### What this task involves:
Transcribe the following records in full, exactly as shown.

Dataset entries
————
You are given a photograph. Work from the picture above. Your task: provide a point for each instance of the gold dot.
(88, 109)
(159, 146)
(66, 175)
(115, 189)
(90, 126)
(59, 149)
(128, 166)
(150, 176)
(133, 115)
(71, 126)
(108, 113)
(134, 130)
————
### Answer below:
You are given a photograph. Work from the picture above. Your task: provide a point for each instance of the gold dot.
(88, 109)
(159, 146)
(66, 175)
(115, 189)
(90, 126)
(59, 149)
(128, 166)
(150, 176)
(133, 115)
(71, 126)
(108, 113)
(134, 130)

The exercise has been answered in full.